- **STATED GOAL**
Convert the rows below into a numbered list, beginning at the line that has "Please trace the outline of every instance of the flower" and stopping after the line that has "92 173 L 87". Leave out any blank lines.

- **GIVEN RECORDS**
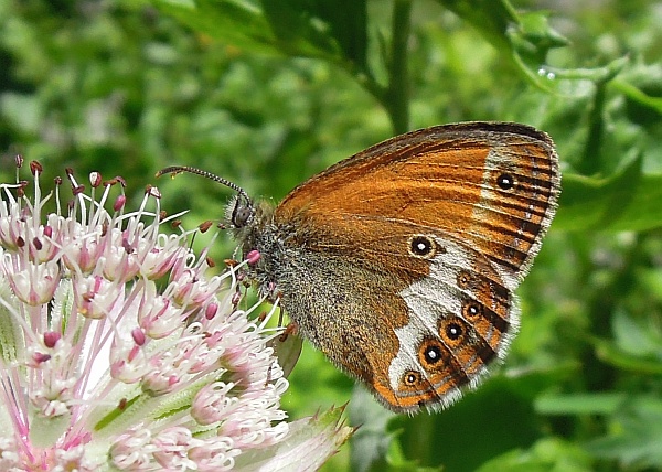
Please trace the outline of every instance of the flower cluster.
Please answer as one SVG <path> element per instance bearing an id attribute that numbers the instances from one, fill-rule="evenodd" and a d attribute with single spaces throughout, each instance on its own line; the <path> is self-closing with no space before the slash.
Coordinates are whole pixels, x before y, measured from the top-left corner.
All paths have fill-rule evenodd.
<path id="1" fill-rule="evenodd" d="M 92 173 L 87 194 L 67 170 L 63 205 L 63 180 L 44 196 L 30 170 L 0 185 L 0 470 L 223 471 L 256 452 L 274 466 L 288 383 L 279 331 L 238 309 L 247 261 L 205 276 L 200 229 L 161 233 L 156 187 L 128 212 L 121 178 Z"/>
--
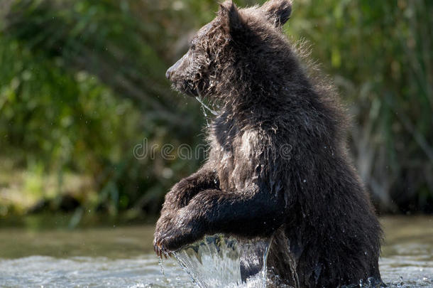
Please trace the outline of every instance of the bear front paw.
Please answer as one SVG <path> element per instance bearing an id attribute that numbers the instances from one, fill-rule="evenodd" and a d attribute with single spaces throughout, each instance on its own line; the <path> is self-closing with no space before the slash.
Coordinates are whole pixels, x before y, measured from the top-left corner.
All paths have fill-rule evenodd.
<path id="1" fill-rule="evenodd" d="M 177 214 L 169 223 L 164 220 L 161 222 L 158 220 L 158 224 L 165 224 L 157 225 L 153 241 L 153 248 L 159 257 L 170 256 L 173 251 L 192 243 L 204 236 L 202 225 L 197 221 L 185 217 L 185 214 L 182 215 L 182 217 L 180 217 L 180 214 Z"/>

- **WRITTEN ANSWER**
1. Please trace the outline of every instance of the flower cluster.
2. Please answer as one SVG <path> element per instance bearing an id attribute that numbers the instances from one, fill-rule="evenodd" and a d attribute with single spaces throughout, each instance on its own line; the <path> is self-closing with no space before the slash.
3. Coordinates are whole pixels, x before y, measured from the top-left corner.
4. All paths have fill-rule evenodd.
5. <path id="1" fill-rule="evenodd" d="M 92 173 L 87 194 L 67 170 L 63 205 L 63 180 L 44 196 L 30 170 L 0 185 L 0 470 L 223 471 L 256 452 L 274 466 L 288 383 L 279 331 L 238 309 L 247 261 L 205 276 L 200 229 L 161 233 L 156 187 L 128 212 L 121 178 Z"/>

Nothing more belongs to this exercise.